EXCERPT:

_____

The OCC issued an Advisor Letter on Electronic Record Retention June
21, 2004. The Advisory Letter points to the Electronic Signatures in
Global and National Commerce Act (E-Sign) as special reason for
financial institutions to set up electronic record keeping systems. The
E-Sign Act generally confirms the legal effectiveness of electronic
commerce transactions, including e-mail contracts. The implication for
banks is that their electronic records, such as e-mail records, can be
evidence of legally-binding contracts and other transactions.
Accordingly, the OCC Advisory Letter states:

"[B]anks should design, implement, and operate their electronic records
systems so that they are adequate to serve the following purposes and
functions according to the nature of the retained records:

* Potential use in litigation support,

* Internal and external audits and controls,

* Bank supervision, and

* Compliance with regulatory requirements."

Notice those are broad purposes, which suggests that the retention of
e-records should be generous at a time when the quantity and importance
of electronic transaction is growing. The Advisory Letter goes on
specifically to emphasize the retention of electronic message and
electronic mail records.

Consistent with the OCC Advisory Letter, FDIC has issued guidance on
the retention of electronic records under the E-Sign Act. See FDIC
Compliance Handbook — June 2006, page X-3.1. Although the FDIC Handbook
does not provide as much detail as the OCC Advisory Letter, it says
banks need good records of their electronic business transactions.
Naturally, those records will include e-mail records, as the OCC
Advisory Letter confirms.

_____

RECORDED INFORMATION:
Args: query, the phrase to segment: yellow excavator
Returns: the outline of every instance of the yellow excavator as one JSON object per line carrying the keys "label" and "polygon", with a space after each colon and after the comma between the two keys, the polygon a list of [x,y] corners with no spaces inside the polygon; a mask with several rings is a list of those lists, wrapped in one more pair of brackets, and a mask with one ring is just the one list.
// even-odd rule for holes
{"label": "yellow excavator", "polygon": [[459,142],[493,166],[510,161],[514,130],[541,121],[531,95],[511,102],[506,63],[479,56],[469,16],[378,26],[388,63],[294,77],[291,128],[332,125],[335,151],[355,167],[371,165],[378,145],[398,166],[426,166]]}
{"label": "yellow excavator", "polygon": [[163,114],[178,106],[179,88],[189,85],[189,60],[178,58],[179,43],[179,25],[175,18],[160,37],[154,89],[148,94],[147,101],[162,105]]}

_____

SET TASKS:
1. According to the excerpt on bank electronic record retention, why does the E-Sign Act give banks special reason to set up electronic record keeping systems?
2. Answer these questions from the excerpt on bank electronic record retention:
(a) On what date did the OCC issue its Advisory Letter on Electronic Record Retention?
(b) What kinds of records does the Advisory Letter go on to emphasize specifically?
(c) Where does the FDIC give its guidance on keeping electronic records?
3. Resume the excerpt on bank electronic record retention, picking up right after its final sentence.

RESPONSES FOR EACH TASK:
1. The E-Sign Act generally confirms that electronic commerce transactions, including e-mail contracts, are legally effective. So a bank's electronic records, such as e-mail, can serve as evidence of legally binding contracts and other transactions.

2.
(a) June 21, 2004.
(b) Electronic message and electronic mail records.
(c) In the FDIC Compliance Handbook, June 2006, page X-3.1.

3.
The FCIC Handbook page X-3.1 states: "Record Retention. The E-Sign Act
requires a financial institution to maintain electronic records
accurately reflecting the information contained in applicable
contracts, notices or disclosures and that they remain accessible to
all persons who are legally entitled to access for the period required
by law in a form that is capable of being accurately reproduced for
later reference."

Further, the FDIC's 1998 Electronic Banking Safety and Soundness
Examination Procedures specifically discuss record retention procedures
for e-mail at page 8. Page 8 says bank examiners should expect banks to
have retention policies for e-mail. It reads: "Determine if retention
guidelines exist and are updated for source documents supporting
electronic activities, such as account applications, instructions for
account transactions, and other records. Determine whether the
guidelines also address electronic mail, data files, and similar
records." The implication is that if a bank does not have a retention
policy, and FDIC examiner will expect the bank to create one.

I prepared the above research in response to an inquiry from Anita
Bhuptani, VP of Business Development Corporate & Healthcare at
Messaging Architects. Anita made the inquiry as she helped a
prospective customer understand the landscape on e-records.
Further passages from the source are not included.